'''
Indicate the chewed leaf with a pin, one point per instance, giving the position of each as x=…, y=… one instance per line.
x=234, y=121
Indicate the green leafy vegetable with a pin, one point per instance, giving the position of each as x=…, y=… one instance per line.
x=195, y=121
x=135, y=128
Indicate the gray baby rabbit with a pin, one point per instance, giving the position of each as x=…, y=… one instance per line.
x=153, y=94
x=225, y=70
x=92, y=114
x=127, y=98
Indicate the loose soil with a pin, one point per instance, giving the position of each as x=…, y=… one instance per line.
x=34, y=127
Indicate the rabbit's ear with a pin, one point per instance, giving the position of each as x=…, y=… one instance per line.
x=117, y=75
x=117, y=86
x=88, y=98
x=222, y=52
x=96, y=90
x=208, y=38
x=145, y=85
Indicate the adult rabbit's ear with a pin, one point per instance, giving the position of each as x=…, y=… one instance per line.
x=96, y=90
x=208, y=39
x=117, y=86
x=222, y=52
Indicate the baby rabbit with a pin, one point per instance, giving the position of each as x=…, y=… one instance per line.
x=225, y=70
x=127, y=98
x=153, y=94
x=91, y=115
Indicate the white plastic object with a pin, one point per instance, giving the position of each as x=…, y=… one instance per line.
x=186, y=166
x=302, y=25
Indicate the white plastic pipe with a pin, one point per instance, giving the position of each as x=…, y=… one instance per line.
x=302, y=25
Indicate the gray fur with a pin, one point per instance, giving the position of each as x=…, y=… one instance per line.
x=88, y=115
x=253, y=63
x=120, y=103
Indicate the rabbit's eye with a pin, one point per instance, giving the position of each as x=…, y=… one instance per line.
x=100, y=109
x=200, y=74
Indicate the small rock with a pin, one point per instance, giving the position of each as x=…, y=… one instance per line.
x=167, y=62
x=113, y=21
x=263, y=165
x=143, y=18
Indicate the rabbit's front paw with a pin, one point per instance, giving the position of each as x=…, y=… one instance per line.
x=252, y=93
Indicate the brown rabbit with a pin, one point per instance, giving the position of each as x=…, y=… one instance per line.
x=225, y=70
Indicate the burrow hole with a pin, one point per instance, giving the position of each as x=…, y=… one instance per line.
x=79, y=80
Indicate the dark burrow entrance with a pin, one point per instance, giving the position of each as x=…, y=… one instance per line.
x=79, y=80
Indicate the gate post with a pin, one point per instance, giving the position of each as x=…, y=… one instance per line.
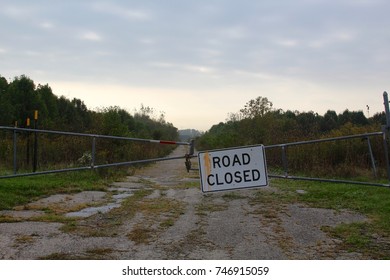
'''
Description of the task: Copy all of the material above line for line, leaving out the picture.

Answer to the task:
Indicate the chewed leaf with a pin, one point per instance, giving the position of each as x=…, y=… one instance per line.
x=234, y=121
Indicate the green leafy vegetable with a pin, one point per instance, giving the position of each as x=…, y=… one instance per line.
x=195, y=121
x=135, y=128
Indicate the gray baby rabbit with a pin, one point per instance, giving the position of each as x=…, y=… one instance per line.
x=153, y=94
x=225, y=70
x=92, y=114
x=127, y=98
Indicate the loose soil with a pin, one point per instance, giving the position of each as x=…, y=… one instance per line.
x=34, y=127
Indicate the rabbit's ear with a pin, one point per instance, giving the position of each as x=…, y=… one instance per line.
x=117, y=75
x=117, y=86
x=88, y=98
x=222, y=52
x=96, y=90
x=208, y=38
x=145, y=85
Indicate the adult rabbit's ear with a pin, one point per instance, giving the position of each as x=…, y=… one instance per line.
x=96, y=90
x=208, y=39
x=117, y=86
x=222, y=52
Indicate the baby rabbit with a pin, one point per instance, giving the position of each as x=…, y=… one instance per line.
x=225, y=70
x=127, y=98
x=153, y=94
x=91, y=115
Indicate the white plastic object with a pin, one point per instance, giving the position of each as x=…, y=… one instance per line.
x=186, y=166
x=302, y=25
Indicate the white plastic pipe with a pin, one point per instance, giving the position of each as x=…, y=… one instance per line.
x=302, y=25
Indicate the gray fur with a pin, one point per instance, giving the position of each as x=…, y=… one instance per line.
x=88, y=115
x=253, y=63
x=120, y=103
Indicate the rabbit's eye with a pin, one point per instance, giving the position of each as x=…, y=… one instance per line.
x=100, y=109
x=200, y=74
Indicate the small rock with a pin, one point per instance, giving the position of each as x=…, y=… one instance per line.
x=167, y=62
x=113, y=21
x=263, y=165
x=143, y=18
Indicate the rabbit's front paw with a pin, one point per instance, giving the position of each as x=…, y=… one instance per line.
x=252, y=93
Indicate the brown rabbit with a pin, one point per instance, giving the position of each as x=…, y=… one instance per line.
x=225, y=70
Indicate the burrow hole with a pin, one point per instance, giving the position of each as x=…, y=… one instance per line.
x=79, y=80
Indicate the dark burrow entrance with a pin, one point per instance, giving the position of each as x=…, y=… one instance per line.
x=79, y=80
Indicate the gate post with a pin, one point per instance, giving the position of each as x=…, y=… one instance per line.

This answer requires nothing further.